**Aim:** Tally the lines in the records below that contain the string "engine", matching case exactly, and reply with the count alone.
---
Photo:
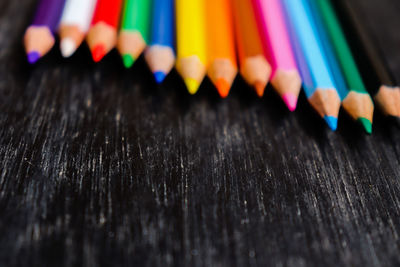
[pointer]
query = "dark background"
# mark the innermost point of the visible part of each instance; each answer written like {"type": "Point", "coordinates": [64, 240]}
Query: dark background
{"type": "Point", "coordinates": [100, 166]}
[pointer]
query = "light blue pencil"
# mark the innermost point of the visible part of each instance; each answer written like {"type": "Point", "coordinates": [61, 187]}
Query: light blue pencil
{"type": "Point", "coordinates": [318, 81]}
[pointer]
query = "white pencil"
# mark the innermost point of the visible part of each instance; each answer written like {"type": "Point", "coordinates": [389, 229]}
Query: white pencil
{"type": "Point", "coordinates": [74, 24]}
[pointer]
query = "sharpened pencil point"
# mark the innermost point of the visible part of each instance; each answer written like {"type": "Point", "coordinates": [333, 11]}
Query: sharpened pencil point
{"type": "Point", "coordinates": [159, 76]}
{"type": "Point", "coordinates": [332, 122]}
{"type": "Point", "coordinates": [290, 101]}
{"type": "Point", "coordinates": [33, 57]}
{"type": "Point", "coordinates": [67, 47]}
{"type": "Point", "coordinates": [367, 125]}
{"type": "Point", "coordinates": [128, 60]}
{"type": "Point", "coordinates": [98, 52]}
{"type": "Point", "coordinates": [223, 87]}
{"type": "Point", "coordinates": [259, 87]}
{"type": "Point", "coordinates": [192, 85]}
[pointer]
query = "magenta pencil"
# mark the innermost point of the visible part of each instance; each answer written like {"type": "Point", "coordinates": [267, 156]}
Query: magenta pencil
{"type": "Point", "coordinates": [285, 76]}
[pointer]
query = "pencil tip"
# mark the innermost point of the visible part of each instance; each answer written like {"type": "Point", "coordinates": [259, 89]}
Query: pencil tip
{"type": "Point", "coordinates": [192, 85]}
{"type": "Point", "coordinates": [128, 60]}
{"type": "Point", "coordinates": [159, 76]}
{"type": "Point", "coordinates": [332, 122]}
{"type": "Point", "coordinates": [67, 47]}
{"type": "Point", "coordinates": [223, 87]}
{"type": "Point", "coordinates": [367, 125]}
{"type": "Point", "coordinates": [259, 87]}
{"type": "Point", "coordinates": [33, 57]}
{"type": "Point", "coordinates": [98, 52]}
{"type": "Point", "coordinates": [290, 101]}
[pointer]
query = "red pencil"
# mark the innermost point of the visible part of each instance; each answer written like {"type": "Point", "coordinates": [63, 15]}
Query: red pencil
{"type": "Point", "coordinates": [102, 36]}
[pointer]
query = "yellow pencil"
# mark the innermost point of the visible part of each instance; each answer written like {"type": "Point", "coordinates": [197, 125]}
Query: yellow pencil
{"type": "Point", "coordinates": [191, 42]}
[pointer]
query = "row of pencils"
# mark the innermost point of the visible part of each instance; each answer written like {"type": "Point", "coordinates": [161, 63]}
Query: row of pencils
{"type": "Point", "coordinates": [293, 44]}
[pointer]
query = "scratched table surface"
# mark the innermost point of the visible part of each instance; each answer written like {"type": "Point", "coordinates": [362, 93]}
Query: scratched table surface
{"type": "Point", "coordinates": [102, 167]}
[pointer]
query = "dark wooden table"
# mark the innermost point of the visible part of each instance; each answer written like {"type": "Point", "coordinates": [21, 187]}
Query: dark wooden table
{"type": "Point", "coordinates": [99, 166]}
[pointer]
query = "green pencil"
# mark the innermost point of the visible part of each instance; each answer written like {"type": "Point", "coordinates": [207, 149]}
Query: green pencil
{"type": "Point", "coordinates": [135, 29]}
{"type": "Point", "coordinates": [356, 101]}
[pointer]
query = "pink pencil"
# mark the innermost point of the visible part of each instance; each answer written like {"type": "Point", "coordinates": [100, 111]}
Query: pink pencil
{"type": "Point", "coordinates": [285, 76]}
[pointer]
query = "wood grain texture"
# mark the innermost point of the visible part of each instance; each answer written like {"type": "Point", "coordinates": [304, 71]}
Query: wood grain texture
{"type": "Point", "coordinates": [100, 167]}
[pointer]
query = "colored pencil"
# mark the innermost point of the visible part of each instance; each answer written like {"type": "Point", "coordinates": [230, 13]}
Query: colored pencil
{"type": "Point", "coordinates": [355, 98]}
{"type": "Point", "coordinates": [160, 55]}
{"type": "Point", "coordinates": [318, 82]}
{"type": "Point", "coordinates": [383, 87]}
{"type": "Point", "coordinates": [222, 65]}
{"type": "Point", "coordinates": [134, 33]}
{"type": "Point", "coordinates": [284, 77]}
{"type": "Point", "coordinates": [74, 24]}
{"type": "Point", "coordinates": [254, 67]}
{"type": "Point", "coordinates": [39, 38]}
{"type": "Point", "coordinates": [102, 35]}
{"type": "Point", "coordinates": [191, 42]}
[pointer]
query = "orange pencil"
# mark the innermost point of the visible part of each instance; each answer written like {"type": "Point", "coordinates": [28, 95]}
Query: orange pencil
{"type": "Point", "coordinates": [254, 67]}
{"type": "Point", "coordinates": [222, 66]}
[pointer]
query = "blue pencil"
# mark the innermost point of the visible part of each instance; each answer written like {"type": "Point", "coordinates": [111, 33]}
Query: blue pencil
{"type": "Point", "coordinates": [318, 81]}
{"type": "Point", "coordinates": [160, 56]}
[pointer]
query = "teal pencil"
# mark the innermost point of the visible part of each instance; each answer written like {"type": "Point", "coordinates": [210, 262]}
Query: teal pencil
{"type": "Point", "coordinates": [318, 82]}
{"type": "Point", "coordinates": [355, 99]}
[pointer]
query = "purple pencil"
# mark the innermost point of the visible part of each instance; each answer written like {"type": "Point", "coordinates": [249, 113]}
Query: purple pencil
{"type": "Point", "coordinates": [39, 37]}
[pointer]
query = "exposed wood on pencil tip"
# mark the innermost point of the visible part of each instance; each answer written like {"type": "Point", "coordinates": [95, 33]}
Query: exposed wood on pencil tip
{"type": "Point", "coordinates": [160, 59]}
{"type": "Point", "coordinates": [288, 86]}
{"type": "Point", "coordinates": [359, 105]}
{"type": "Point", "coordinates": [101, 39]}
{"type": "Point", "coordinates": [223, 87]}
{"type": "Point", "coordinates": [38, 41]}
{"type": "Point", "coordinates": [259, 87]}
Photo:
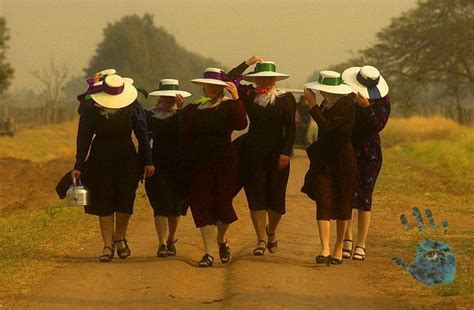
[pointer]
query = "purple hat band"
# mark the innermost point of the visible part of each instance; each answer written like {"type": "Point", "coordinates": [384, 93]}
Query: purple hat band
{"type": "Point", "coordinates": [221, 76]}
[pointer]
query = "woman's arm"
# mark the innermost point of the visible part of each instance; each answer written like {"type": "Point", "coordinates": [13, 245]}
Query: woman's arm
{"type": "Point", "coordinates": [140, 129]}
{"type": "Point", "coordinates": [85, 132]}
{"type": "Point", "coordinates": [289, 124]}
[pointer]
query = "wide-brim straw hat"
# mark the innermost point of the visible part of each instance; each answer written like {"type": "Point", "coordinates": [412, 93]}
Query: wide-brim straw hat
{"type": "Point", "coordinates": [116, 92]}
{"type": "Point", "coordinates": [169, 88]}
{"type": "Point", "coordinates": [265, 69]}
{"type": "Point", "coordinates": [367, 81]}
{"type": "Point", "coordinates": [330, 82]}
{"type": "Point", "coordinates": [214, 76]}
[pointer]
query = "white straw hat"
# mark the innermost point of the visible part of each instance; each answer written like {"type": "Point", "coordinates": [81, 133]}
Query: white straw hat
{"type": "Point", "coordinates": [367, 81]}
{"type": "Point", "coordinates": [213, 76]}
{"type": "Point", "coordinates": [330, 82]}
{"type": "Point", "coordinates": [116, 92]}
{"type": "Point", "coordinates": [169, 88]}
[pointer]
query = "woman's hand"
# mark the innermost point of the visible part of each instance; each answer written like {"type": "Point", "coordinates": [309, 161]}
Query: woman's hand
{"type": "Point", "coordinates": [75, 174]}
{"type": "Point", "coordinates": [310, 97]}
{"type": "Point", "coordinates": [149, 171]}
{"type": "Point", "coordinates": [283, 161]}
{"type": "Point", "coordinates": [362, 101]}
{"type": "Point", "coordinates": [232, 90]}
{"type": "Point", "coordinates": [179, 101]}
{"type": "Point", "coordinates": [253, 60]}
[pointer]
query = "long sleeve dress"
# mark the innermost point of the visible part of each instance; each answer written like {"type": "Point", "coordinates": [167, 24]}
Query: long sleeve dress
{"type": "Point", "coordinates": [166, 189]}
{"type": "Point", "coordinates": [332, 176]}
{"type": "Point", "coordinates": [108, 158]}
{"type": "Point", "coordinates": [212, 160]}
{"type": "Point", "coordinates": [271, 133]}
{"type": "Point", "coordinates": [369, 122]}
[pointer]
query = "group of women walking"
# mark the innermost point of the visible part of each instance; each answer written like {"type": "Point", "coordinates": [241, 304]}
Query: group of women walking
{"type": "Point", "coordinates": [193, 162]}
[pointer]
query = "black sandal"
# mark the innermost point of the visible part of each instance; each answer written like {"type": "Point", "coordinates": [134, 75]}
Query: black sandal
{"type": "Point", "coordinates": [347, 253]}
{"type": "Point", "coordinates": [171, 249]}
{"type": "Point", "coordinates": [271, 246]}
{"type": "Point", "coordinates": [206, 261]}
{"type": "Point", "coordinates": [358, 256]}
{"type": "Point", "coordinates": [224, 252]}
{"type": "Point", "coordinates": [321, 259]}
{"type": "Point", "coordinates": [336, 261]}
{"type": "Point", "coordinates": [260, 250]}
{"type": "Point", "coordinates": [107, 258]}
{"type": "Point", "coordinates": [162, 251]}
{"type": "Point", "coordinates": [125, 252]}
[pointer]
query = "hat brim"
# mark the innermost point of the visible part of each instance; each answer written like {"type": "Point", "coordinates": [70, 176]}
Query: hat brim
{"type": "Point", "coordinates": [122, 100]}
{"type": "Point", "coordinates": [342, 89]}
{"type": "Point", "coordinates": [169, 93]}
{"type": "Point", "coordinates": [350, 77]}
{"type": "Point", "coordinates": [208, 81]}
{"type": "Point", "coordinates": [252, 76]}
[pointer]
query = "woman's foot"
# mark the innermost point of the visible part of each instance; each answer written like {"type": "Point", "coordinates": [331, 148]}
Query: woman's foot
{"type": "Point", "coordinates": [224, 252]}
{"type": "Point", "coordinates": [162, 251]}
{"type": "Point", "coordinates": [321, 259]}
{"type": "Point", "coordinates": [347, 249]}
{"type": "Point", "coordinates": [107, 254]}
{"type": "Point", "coordinates": [171, 248]}
{"type": "Point", "coordinates": [206, 261]}
{"type": "Point", "coordinates": [123, 250]}
{"type": "Point", "coordinates": [359, 253]}
{"type": "Point", "coordinates": [260, 249]}
{"type": "Point", "coordinates": [272, 243]}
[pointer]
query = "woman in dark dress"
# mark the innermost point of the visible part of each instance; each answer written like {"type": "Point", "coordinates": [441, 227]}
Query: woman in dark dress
{"type": "Point", "coordinates": [208, 126]}
{"type": "Point", "coordinates": [332, 176]}
{"type": "Point", "coordinates": [264, 152]}
{"type": "Point", "coordinates": [165, 189]}
{"type": "Point", "coordinates": [372, 113]}
{"type": "Point", "coordinates": [108, 114]}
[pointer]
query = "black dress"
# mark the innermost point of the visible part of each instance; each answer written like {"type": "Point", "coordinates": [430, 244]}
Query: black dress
{"type": "Point", "coordinates": [271, 133]}
{"type": "Point", "coordinates": [166, 189]}
{"type": "Point", "coordinates": [113, 168]}
{"type": "Point", "coordinates": [332, 176]}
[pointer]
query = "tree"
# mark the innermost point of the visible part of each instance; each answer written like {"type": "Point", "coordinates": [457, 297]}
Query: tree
{"type": "Point", "coordinates": [432, 44]}
{"type": "Point", "coordinates": [6, 70]}
{"type": "Point", "coordinates": [136, 48]}
{"type": "Point", "coordinates": [53, 79]}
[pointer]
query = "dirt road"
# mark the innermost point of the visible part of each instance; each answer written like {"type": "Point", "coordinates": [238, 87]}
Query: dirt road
{"type": "Point", "coordinates": [288, 279]}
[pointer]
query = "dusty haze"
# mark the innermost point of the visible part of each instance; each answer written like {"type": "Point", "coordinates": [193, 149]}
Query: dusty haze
{"type": "Point", "coordinates": [300, 36]}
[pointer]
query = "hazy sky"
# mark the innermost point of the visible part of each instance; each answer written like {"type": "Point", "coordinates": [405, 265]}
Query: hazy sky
{"type": "Point", "coordinates": [300, 36]}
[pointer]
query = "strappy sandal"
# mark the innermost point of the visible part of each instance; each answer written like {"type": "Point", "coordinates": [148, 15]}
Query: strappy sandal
{"type": "Point", "coordinates": [224, 252]}
{"type": "Point", "coordinates": [358, 256]}
{"type": "Point", "coordinates": [171, 249]}
{"type": "Point", "coordinates": [347, 253]}
{"type": "Point", "coordinates": [260, 250]}
{"type": "Point", "coordinates": [125, 252]}
{"type": "Point", "coordinates": [206, 261]}
{"type": "Point", "coordinates": [271, 246]}
{"type": "Point", "coordinates": [107, 258]}
{"type": "Point", "coordinates": [321, 259]}
{"type": "Point", "coordinates": [162, 251]}
{"type": "Point", "coordinates": [336, 261]}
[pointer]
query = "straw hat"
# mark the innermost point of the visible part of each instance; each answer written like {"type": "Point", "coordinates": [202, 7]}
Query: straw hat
{"type": "Point", "coordinates": [265, 69]}
{"type": "Point", "coordinates": [366, 80]}
{"type": "Point", "coordinates": [169, 88]}
{"type": "Point", "coordinates": [330, 82]}
{"type": "Point", "coordinates": [213, 76]}
{"type": "Point", "coordinates": [115, 92]}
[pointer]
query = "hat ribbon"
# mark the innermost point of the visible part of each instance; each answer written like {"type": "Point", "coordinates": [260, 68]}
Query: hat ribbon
{"type": "Point", "coordinates": [371, 85]}
{"type": "Point", "coordinates": [331, 81]}
{"type": "Point", "coordinates": [222, 77]}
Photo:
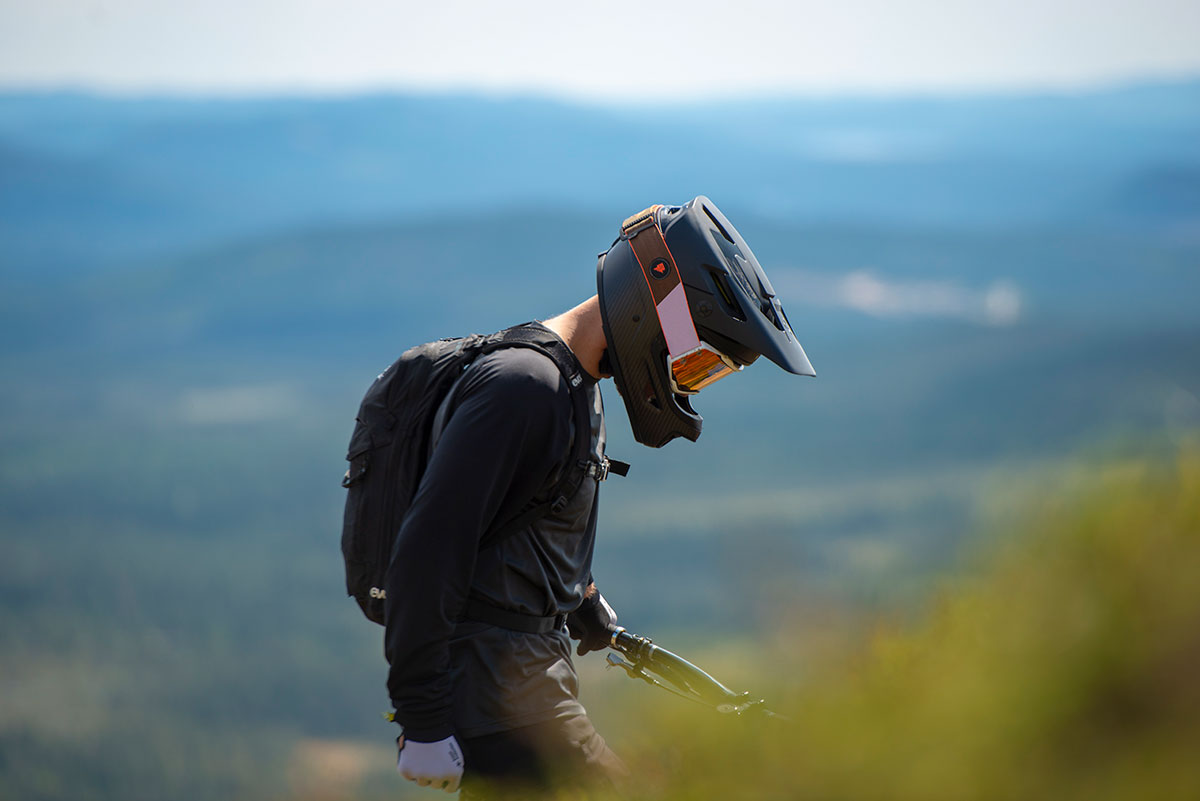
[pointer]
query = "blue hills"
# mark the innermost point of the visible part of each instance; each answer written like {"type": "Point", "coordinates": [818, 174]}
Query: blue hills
{"type": "Point", "coordinates": [195, 293]}
{"type": "Point", "coordinates": [90, 179]}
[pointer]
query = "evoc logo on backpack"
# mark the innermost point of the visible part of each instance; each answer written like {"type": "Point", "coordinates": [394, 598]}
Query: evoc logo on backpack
{"type": "Point", "coordinates": [390, 445]}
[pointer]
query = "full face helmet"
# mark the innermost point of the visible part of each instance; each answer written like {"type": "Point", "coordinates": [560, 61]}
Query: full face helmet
{"type": "Point", "coordinates": [684, 303]}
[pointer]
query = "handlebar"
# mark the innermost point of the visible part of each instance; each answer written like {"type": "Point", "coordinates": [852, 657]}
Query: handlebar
{"type": "Point", "coordinates": [661, 668]}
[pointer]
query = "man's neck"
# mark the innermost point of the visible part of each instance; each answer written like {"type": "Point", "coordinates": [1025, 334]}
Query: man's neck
{"type": "Point", "coordinates": [582, 331]}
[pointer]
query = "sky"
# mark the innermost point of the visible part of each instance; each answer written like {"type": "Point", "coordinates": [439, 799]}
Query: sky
{"type": "Point", "coordinates": [601, 50]}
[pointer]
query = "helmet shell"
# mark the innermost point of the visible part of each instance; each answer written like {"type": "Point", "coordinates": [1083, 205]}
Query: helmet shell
{"type": "Point", "coordinates": [731, 301]}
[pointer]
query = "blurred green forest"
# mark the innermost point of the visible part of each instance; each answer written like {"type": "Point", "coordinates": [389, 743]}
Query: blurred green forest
{"type": "Point", "coordinates": [193, 296]}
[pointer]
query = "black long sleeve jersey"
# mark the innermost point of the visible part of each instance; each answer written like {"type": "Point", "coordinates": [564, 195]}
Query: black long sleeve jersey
{"type": "Point", "coordinates": [507, 437]}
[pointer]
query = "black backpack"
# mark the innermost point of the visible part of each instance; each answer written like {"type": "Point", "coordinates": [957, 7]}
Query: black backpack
{"type": "Point", "coordinates": [390, 447]}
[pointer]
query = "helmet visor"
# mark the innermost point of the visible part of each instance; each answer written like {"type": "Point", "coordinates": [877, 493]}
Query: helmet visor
{"type": "Point", "coordinates": [700, 367]}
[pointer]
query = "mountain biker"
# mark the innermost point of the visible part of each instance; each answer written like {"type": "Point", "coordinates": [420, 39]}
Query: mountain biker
{"type": "Point", "coordinates": [481, 674]}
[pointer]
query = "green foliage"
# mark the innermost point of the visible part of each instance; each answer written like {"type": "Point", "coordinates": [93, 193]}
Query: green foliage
{"type": "Point", "coordinates": [1062, 668]}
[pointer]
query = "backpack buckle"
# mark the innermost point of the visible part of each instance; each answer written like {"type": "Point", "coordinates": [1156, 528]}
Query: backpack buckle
{"type": "Point", "coordinates": [598, 470]}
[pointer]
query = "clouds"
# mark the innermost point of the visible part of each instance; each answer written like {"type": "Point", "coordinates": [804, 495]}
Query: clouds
{"type": "Point", "coordinates": [592, 49]}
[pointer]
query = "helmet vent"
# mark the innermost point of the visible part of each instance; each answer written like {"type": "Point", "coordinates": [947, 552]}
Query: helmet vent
{"type": "Point", "coordinates": [719, 226]}
{"type": "Point", "coordinates": [725, 293]}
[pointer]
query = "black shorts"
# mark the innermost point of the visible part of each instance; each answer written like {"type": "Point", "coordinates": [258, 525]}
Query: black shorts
{"type": "Point", "coordinates": [562, 753]}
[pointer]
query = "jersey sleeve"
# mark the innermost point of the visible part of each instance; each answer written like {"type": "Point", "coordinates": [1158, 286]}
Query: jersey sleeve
{"type": "Point", "coordinates": [507, 433]}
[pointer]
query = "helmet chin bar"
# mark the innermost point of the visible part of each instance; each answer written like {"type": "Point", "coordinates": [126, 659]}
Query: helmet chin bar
{"type": "Point", "coordinates": [667, 263]}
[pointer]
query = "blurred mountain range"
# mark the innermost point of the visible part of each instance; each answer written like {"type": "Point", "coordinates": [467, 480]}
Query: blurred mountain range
{"type": "Point", "coordinates": [90, 179]}
{"type": "Point", "coordinates": [195, 294]}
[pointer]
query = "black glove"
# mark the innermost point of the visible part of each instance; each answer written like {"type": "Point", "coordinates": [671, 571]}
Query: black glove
{"type": "Point", "coordinates": [592, 624]}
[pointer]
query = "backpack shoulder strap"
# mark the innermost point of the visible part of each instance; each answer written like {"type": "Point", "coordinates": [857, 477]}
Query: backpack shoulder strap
{"type": "Point", "coordinates": [580, 464]}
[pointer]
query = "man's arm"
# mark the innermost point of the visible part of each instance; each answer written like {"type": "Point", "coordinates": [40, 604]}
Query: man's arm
{"type": "Point", "coordinates": [510, 428]}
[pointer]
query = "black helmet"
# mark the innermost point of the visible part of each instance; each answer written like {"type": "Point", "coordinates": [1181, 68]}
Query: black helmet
{"type": "Point", "coordinates": [684, 302]}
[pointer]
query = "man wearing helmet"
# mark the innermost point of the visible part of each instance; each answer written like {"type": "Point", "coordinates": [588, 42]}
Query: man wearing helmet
{"type": "Point", "coordinates": [481, 673]}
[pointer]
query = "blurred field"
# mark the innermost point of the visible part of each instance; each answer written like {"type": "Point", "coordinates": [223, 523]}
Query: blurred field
{"type": "Point", "coordinates": [1061, 663]}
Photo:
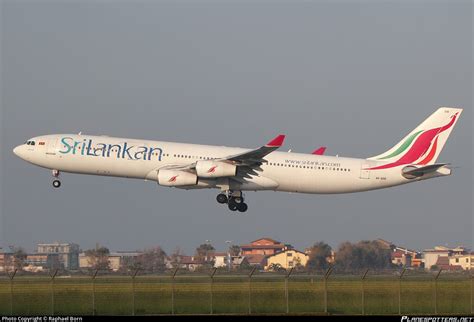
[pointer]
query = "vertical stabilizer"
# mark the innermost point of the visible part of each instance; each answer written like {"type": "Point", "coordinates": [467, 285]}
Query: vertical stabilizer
{"type": "Point", "coordinates": [424, 144]}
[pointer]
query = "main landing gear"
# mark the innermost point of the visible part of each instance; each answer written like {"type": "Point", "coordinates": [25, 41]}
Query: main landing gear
{"type": "Point", "coordinates": [56, 182]}
{"type": "Point", "coordinates": [233, 199]}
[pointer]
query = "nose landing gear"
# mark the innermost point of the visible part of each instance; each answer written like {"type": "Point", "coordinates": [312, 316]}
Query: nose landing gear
{"type": "Point", "coordinates": [56, 182]}
{"type": "Point", "coordinates": [233, 199]}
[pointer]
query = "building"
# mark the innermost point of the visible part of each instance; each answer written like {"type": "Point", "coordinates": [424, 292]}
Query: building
{"type": "Point", "coordinates": [430, 256]}
{"type": "Point", "coordinates": [221, 260]}
{"type": "Point", "coordinates": [117, 260]}
{"type": "Point", "coordinates": [402, 256]}
{"type": "Point", "coordinates": [263, 246]}
{"type": "Point", "coordinates": [41, 262]}
{"type": "Point", "coordinates": [68, 253]}
{"type": "Point", "coordinates": [189, 263]}
{"type": "Point", "coordinates": [465, 261]}
{"type": "Point", "coordinates": [6, 260]}
{"type": "Point", "coordinates": [257, 260]}
{"type": "Point", "coordinates": [121, 259]}
{"type": "Point", "coordinates": [287, 259]}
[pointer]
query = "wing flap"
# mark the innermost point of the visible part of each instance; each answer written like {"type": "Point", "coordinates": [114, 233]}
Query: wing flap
{"type": "Point", "coordinates": [411, 172]}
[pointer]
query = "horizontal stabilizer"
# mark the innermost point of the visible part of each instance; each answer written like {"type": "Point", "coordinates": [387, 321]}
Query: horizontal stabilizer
{"type": "Point", "coordinates": [411, 171]}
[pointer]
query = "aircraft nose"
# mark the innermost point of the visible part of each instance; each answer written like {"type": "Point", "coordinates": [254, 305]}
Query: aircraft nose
{"type": "Point", "coordinates": [18, 150]}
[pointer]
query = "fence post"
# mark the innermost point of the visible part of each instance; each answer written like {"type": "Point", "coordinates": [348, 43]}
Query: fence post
{"type": "Point", "coordinates": [11, 277]}
{"type": "Point", "coordinates": [326, 276]}
{"type": "Point", "coordinates": [472, 293]}
{"type": "Point", "coordinates": [212, 285]}
{"type": "Point", "coordinates": [52, 290]}
{"type": "Point", "coordinates": [400, 291]}
{"type": "Point", "coordinates": [436, 291]}
{"type": "Point", "coordinates": [172, 289]}
{"type": "Point", "coordinates": [250, 290]}
{"type": "Point", "coordinates": [93, 291]}
{"type": "Point", "coordinates": [133, 290]}
{"type": "Point", "coordinates": [363, 291]}
{"type": "Point", "coordinates": [286, 291]}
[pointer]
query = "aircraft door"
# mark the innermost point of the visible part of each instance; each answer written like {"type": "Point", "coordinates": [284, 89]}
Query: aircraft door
{"type": "Point", "coordinates": [364, 173]}
{"type": "Point", "coordinates": [51, 147]}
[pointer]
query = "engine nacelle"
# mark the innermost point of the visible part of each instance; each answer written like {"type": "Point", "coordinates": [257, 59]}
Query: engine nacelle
{"type": "Point", "coordinates": [213, 169]}
{"type": "Point", "coordinates": [176, 178]}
---
**The completed task:** 2